◆ TASK REQUIREMENTS
Copy the records below line for line, leaving out the pictures.

(Data pulled from a collection)
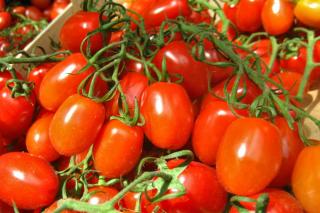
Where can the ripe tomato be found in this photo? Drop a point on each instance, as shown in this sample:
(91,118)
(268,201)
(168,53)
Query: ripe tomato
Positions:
(15,113)
(279,202)
(250,154)
(5,20)
(307,11)
(76,125)
(247,23)
(33,177)
(291,147)
(38,142)
(209,129)
(179,60)
(277,16)
(37,74)
(168,115)
(113,141)
(83,22)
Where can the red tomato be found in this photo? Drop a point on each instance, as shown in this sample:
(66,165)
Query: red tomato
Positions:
(38,142)
(76,125)
(117,139)
(250,154)
(209,129)
(291,147)
(37,74)
(249,23)
(277,16)
(179,60)
(33,177)
(64,77)
(15,113)
(306,178)
(279,202)
(168,115)
(83,22)
(5,20)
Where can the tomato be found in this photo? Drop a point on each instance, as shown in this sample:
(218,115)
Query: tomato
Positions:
(250,154)
(38,141)
(212,121)
(34,13)
(179,60)
(277,16)
(132,84)
(64,77)
(250,23)
(76,124)
(31,177)
(307,11)
(168,115)
(15,113)
(291,147)
(5,20)
(36,75)
(83,22)
(122,144)
(279,202)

◆ SOLUTION TO THE PROBLEM
Where can the ripe tomato be found in this photo? Drop a point on each instance, as shown in this sample:
(91,118)
(268,201)
(168,53)
Query: ripe tomato
Positions:
(15,113)
(279,202)
(250,154)
(5,20)
(307,11)
(76,125)
(247,23)
(33,177)
(291,147)
(38,142)
(209,129)
(179,60)
(277,16)
(37,74)
(168,115)
(113,141)
(83,22)
Where can the red tomato be found in this photo? Drop a point on each instance, as shown in this sample:
(66,165)
Query: red tomato
Positions:
(38,142)
(76,125)
(117,139)
(250,154)
(209,129)
(291,147)
(37,74)
(249,23)
(277,16)
(179,60)
(33,177)
(64,77)
(15,113)
(306,178)
(279,202)
(168,115)
(83,22)
(5,20)
Where can the tomato be found in this photo? Drop a point on each instance, as shown in this sample:
(218,115)
Query: tomato
Positions:
(250,154)
(38,141)
(212,121)
(34,13)
(179,60)
(277,16)
(132,84)
(64,77)
(250,23)
(76,124)
(31,177)
(307,11)
(168,115)
(15,113)
(291,147)
(5,20)
(36,75)
(83,22)
(122,144)
(279,202)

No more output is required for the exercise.